Questions
**a)** List every condition the Social Security opinion says Plaintiff cited when he applied for disability benefits in March 2012.
**b)** According to the Social Security opinion, why can Plaintiff not clinch a closed fist?
**c)** Rewrite the paragraph in the Social Security opinion beginning "Plaintiff received a de novo hearing" as a list of its main facts.

Exercise passage
==============================

THOMAS B. McCOUN, III, Magistrate Judge.
Plaintiff seeks judicial review of the denial of his claim for Social Security disability benefits. Because the decision of the Commissioner of the United States Social Security Administration is in accordance with the correct legal standards and is otherwise supported by substantial evidence, I recommend that it be
Plaintiff applied for disability benefits in March 2012, alleging disability as of November 5, 2011, by reason of bulging discs, spinal deterioration, chronic back pain, numbness in hands, legs, and feet, and balance issues. (R. 157-60, 175-76). Plaintiff's application was denied originally and on reconsideration.
Plaintiff received a de novo hearing before an Administrative Law Judge (hereinafter "ALJ") on January 24, 2013. (R. 35-65). He was forty-two (42) years of age at the time of the administrative hearing. Administrative filings indicate he stands six feet one inches tall and weighed 195 pounds. (R. 176). Plaintiff has a eleventh grade education, and he reported past work as a truck driver, warehouse worker, laborer, and landscaper.
Plaintiff was represented at the hearing and testified that he stopped working November 4, 2011, due to an injury. He believes he is unable to do any work because of problems in his back, knees, legs, and hands. He was diagnosed with Guillain-Barre syndrome which causes him weakness all over. By his account, he can walk only half a block, he can climb only three steps before he has to stop, he can sit for ten to fifteen minutes and then has to move about, and he can lift only a gallon of milk. He uses a cane for balance and was prescribed a wheel-walker. Both hands are weak, and he cannot grip things tightly. Plaintiff indicated that his hands and fingers swell and are painful regularly. He cannot clinch a closed fist due to the swelling, nor can he grip things tightly. He can loosely hold a pencil. He has problems with bending and has poor balance. He no longer does any household chores. Surgery has not been recommended, and treatment has been by way of medications and physical therapy. He takes six different medications. He also has to do physical therapy to build up his leg strength. In sum, Plaintiff doubted he could do any work due to pain and weakness in his back, legs, knees, and hands and his inability to sit or stand for long. (R. 37-55, 61-63).

==============================

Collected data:
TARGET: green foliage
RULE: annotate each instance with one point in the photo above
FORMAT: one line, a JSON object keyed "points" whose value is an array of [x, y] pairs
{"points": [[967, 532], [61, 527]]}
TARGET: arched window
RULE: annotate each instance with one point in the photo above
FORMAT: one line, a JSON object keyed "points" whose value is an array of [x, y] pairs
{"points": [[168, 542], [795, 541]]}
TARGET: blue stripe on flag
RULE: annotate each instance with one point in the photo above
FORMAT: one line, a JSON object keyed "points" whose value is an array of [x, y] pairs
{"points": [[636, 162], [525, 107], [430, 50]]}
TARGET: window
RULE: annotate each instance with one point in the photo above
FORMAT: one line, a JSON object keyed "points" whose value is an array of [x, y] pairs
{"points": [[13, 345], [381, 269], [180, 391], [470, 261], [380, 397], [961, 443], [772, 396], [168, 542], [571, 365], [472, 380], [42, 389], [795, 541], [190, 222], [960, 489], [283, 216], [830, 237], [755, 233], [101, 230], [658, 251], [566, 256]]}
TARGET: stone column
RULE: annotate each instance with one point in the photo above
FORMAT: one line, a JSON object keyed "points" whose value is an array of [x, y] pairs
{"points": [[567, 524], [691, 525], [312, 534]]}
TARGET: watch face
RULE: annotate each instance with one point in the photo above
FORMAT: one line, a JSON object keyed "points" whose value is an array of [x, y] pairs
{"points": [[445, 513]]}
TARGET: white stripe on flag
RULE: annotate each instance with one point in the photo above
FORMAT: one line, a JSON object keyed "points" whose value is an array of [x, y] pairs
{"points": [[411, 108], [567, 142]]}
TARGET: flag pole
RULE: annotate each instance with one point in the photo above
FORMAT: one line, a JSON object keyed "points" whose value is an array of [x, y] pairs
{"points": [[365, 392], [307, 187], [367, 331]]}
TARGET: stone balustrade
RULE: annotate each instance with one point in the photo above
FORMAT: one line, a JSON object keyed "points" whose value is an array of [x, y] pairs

==============================

Solutions by task
**a)**
- Bulging discs
- Spinal deterioration
- Chronic back pain
- Numbness in hands, legs, and feet
- Balance issues

**b)** He cannot clinch a closed fist because of swelling. He indicated that his hands and fingers swell and are painful regularly.

**c)**
- Plaintiff had a de novo hearing before an Administrative Law Judge (ALJ) on January 24, 2013 (R. 35-65).
- He was 42 years old at the time of the hearing.
- Administrative filings list his height as six feet one inch and his weight as 195 pounds (R. 176).
- He has an eleventh-grade education.
- His reported past work was as a truck driver, warehouse worker, laborer, and landscaper.